- VOTRE OBJECTIF
Recopiez intégralement l'extrait sur l'accès aux soins, sans y changer un seul mot.

- EXTRAIT DU DOCUMENT
En troisième lieu, la commission propose de substituer à la création de nouvelles officines dans les territoires isolés l'ouverture de nouvelles antennes de pharmacie sur tout le territoire.
Enfin, la commission rejoint la nécessité d'encadrer l'activité des structures de soins non programmés. Sur ce sujet, il lui semble utile de repartir de l'accord obtenu entre les deux assemblées lors de l'examen du dernier PLFSS, et d'enrichir sur cette base la rédaction proposée par le Gouvernement.
• L'article 21 bis traduit l'engagement du Premier ministre de constituer un réseau de 5 000 « maisons France Santé » d'ici à 2027. Toutefois, le texte proposé par le Gouvernement, sans aucune concertation avec les professionnels, ne vise qu'à labelliser l'existant à marche forcée sans lutter concrètement contre les déserts médicaux.
Si la commission soutient l'objectif d'amélioration de l'accès aux soins dans les territoires, elle refuse que cet enjeu majeur pour la santé de nos concitoyens se résume à une opération d'affichage politique.

Entrées enregistrées
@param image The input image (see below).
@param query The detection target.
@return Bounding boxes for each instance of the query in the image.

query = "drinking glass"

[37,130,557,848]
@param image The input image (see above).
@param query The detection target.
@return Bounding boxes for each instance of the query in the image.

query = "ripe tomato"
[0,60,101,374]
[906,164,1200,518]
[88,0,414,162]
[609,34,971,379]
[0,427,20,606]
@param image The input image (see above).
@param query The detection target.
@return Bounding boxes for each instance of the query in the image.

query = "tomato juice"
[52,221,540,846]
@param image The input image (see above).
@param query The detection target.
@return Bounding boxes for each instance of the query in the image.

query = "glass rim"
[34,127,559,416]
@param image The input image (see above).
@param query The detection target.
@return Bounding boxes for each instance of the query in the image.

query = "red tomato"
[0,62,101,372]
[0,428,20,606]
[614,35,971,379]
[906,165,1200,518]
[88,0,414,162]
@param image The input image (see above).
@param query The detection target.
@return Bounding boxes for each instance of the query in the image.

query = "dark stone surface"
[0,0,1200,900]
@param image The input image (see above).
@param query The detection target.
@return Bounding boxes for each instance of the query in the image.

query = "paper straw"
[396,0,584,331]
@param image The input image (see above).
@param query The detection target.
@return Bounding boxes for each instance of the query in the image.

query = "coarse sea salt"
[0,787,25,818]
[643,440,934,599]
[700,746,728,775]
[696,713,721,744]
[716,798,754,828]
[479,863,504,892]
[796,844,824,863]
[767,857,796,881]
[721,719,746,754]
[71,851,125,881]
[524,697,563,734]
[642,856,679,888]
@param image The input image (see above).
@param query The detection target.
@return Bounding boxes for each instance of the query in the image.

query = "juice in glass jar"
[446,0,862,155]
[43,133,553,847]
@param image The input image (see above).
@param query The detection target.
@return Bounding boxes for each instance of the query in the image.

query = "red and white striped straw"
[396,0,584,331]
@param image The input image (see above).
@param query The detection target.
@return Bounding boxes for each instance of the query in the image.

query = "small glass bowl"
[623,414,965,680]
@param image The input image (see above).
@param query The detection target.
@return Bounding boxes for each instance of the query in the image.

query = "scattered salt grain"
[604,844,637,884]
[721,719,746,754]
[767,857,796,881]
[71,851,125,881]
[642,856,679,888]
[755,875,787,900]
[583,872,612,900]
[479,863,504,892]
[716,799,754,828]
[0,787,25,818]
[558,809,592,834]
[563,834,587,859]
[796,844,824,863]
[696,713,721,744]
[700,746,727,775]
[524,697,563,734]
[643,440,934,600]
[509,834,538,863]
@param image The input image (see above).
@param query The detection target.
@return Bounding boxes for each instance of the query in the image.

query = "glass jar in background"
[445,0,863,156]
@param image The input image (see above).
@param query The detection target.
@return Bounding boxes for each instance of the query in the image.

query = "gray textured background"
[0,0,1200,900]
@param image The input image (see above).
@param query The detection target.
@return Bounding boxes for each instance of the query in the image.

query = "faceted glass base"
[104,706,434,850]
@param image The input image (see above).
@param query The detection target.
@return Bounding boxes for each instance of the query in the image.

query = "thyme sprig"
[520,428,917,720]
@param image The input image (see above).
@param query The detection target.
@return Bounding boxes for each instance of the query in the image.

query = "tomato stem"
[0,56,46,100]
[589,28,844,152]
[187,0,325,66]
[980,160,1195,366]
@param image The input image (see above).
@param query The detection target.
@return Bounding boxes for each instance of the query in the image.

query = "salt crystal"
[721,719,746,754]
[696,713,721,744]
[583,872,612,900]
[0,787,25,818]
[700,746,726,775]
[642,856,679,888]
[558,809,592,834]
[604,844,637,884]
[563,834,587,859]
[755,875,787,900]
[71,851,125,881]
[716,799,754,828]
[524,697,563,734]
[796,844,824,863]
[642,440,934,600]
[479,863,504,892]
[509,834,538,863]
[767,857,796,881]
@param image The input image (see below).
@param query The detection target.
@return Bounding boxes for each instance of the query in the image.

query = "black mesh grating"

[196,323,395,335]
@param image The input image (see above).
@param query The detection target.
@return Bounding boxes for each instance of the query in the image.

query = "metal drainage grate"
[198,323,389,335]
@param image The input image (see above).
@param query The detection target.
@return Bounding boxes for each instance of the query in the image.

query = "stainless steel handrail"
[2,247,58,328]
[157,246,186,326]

- RÉSULTAT OBTENU
En troisième lieu, la commission propose de substituer à la création de nouvelles officines dans les territoires isolés l'ouverture de nouvelles antennes de pharmacie sur tout le territoire.
Enfin, la commission rejoint la nécessité d'encadrer l'activité des structures de soins non programmés. Sur ce sujet, il lui semble utile de repartir de l'accord obtenu entre les deux assemblées lors de l'examen du dernier PLFSS, et d'enrichir sur cette base la rédaction proposée par le Gouvernement.
• L'article 21 bis traduit l'engagement du Premier ministre de constituer un réseau de 5 000 « maisons France Santé » d'ici à 2027. Toutefois, le texte proposé par le Gouvernement, sans aucune concertation avec les professionnels, ne vise qu'à labelliser l'existant à marche forcée sans lutter concrètement contre les déserts médicaux.
Si la commission soutient l'objectif d'amélioration de l'accès aux soins dans les territoires, elle refuse que cet enjeu majeur pour la santé de nos concitoyens se résume à une opération d'affichage politique.